EXTRACTED TEXT
::::

Reproducible Research¶

This is a brief introduction on common practices for reproducible research.
For a more detailed and free course please audit this free course by Harvard.

Informative naming variables¶

Make sure that your variable name is easy to understand and reflect directly its content
Avoid general terms like test, test1, ...

This will improve the readability of your code
Bad example

# Analyzing patient data
test <- read.csv("data.csv")
stuff <- test[test$group == "treatment", ]
final <- mean(stuff$bloodpressure)
x <- sd(stuff$bloodpressure)
result2 <- final/x
y <- stuff[stuff$age > 40, ]
z <- mean(y$bloodpressure)

Good example

# Analyzing patient data
patient_data <- read.csv("data.csv")
treatment_group <- patient_data[patient_data$group == "treatment", ]
mean_blood_pressure <- mean(treatment_group$bloodpressure)
blood_pressure_sd <- sd(treatment_group$bloodpressure)
standardized_bp <- mean_blood_pressure/blood_pressure_sd
older_patients <- treatment_group[treatment_group$age > 40, ]
mean_bp_older_patients <- mean(older_patients$bloodpressure)

Overcommenting¶

Most of the time, your code makes perfect sense for you ... when you write it. But visiting it after a year is another story. I cannot stress how much time I wasted figuring out what was my past self thinking. Therefore, always overcomment things!

A tip: Put yourself in the position of someone who will read your code without knowing too much about the project

These comments should:
1. Provides context about the analysis purpose 2. Explains data content and processing decisions 3. Describes what diagnostics are checking and why

Bad example

# Read the CSV file
df <- read.csv("clinical_trial.csv")  # Reading the CSV file

# Remove rows with missing values
df <- df[complete.cases(df), ]  # This removes rows with NA

# Calculate BMI
df$bmi <- df$weight / (df$height/100)^2  # BMI formula

# Create linear model
model <- lm(response ~ treatment + age + bmi + gender, data = df)  # Building model

Good example

# Clinical trial analysis examining treatment effect on blood pressure
# Dataset contains: patient demographics, treatment assignment, and outcomes
# Date: 2023-03-15, Author: J. Smith

# Remove subjects with missing data (10% of original sample)

::::

Stored records
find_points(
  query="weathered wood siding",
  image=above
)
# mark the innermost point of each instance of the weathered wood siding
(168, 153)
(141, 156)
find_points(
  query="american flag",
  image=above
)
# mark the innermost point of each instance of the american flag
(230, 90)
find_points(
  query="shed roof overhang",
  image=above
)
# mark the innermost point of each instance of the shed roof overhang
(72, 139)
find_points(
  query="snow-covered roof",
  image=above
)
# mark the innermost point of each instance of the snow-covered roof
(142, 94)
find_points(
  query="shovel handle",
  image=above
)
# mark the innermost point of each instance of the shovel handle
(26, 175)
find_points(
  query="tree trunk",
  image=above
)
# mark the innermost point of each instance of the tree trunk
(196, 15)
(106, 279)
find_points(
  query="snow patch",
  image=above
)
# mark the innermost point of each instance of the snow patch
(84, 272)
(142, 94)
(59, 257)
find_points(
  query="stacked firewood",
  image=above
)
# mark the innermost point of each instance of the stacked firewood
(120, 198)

::::

WORK REQUEST 1
According to the text on reproducible research, what tip is offered for writing comments in code?
WORK REQUEST 2
Write the next part of the text on reproducible research, picking up after its final line.
You won't need the records for this.

TASK RESPONSE 1
Put yourself in the position of someone who will read your code without knowing too much about the project.

TASK RESPONSE 2
# Decision made with PI to use complete case analysis instead of imputation
df <- read.csv("clinical_trial.csv")
df <- df[complete.cases(df), ]

# Calculate BMI - using height in cm converting to meters
# Formula: weight(kg) / height(m)^2
df$bmi <- df$weight / (df$height/100)^2

# Primary analysis: Effect of treatment on blood pressure response
# Adjusting for pre-specified covariates: age, BMI, gender
model <- lm(response ~ treatment + age + bmi + gender, data = df)

# Diagnostics for linear model assumptions
# Checking normality of residuals (required for valid p-values)
residuals <- model$residuals
hist(residuals, main="Histogram of Residuals", xlab="Residual Value")
qqnorm(residuals)
qqline(residuals)
shapiro_result <- shapiro.test(residuals)

# If p > 0.05, normality assumption is reasonable
print(paste("Shapiro-Wilk p-value:", shapiro_result$p.value))

Version control¶

If you use Git, make a habit of commiting often
- After each logical change:
  - Complete a function/analysis step
  - Fix a bug
  - Add a new feature
- At the minimum, commit at the end of your work session
- At any given point that you think you may want to return to
Most of your version control can be done via Git but it is always a good idea to add a time stamp to your deliverables like figures, tables.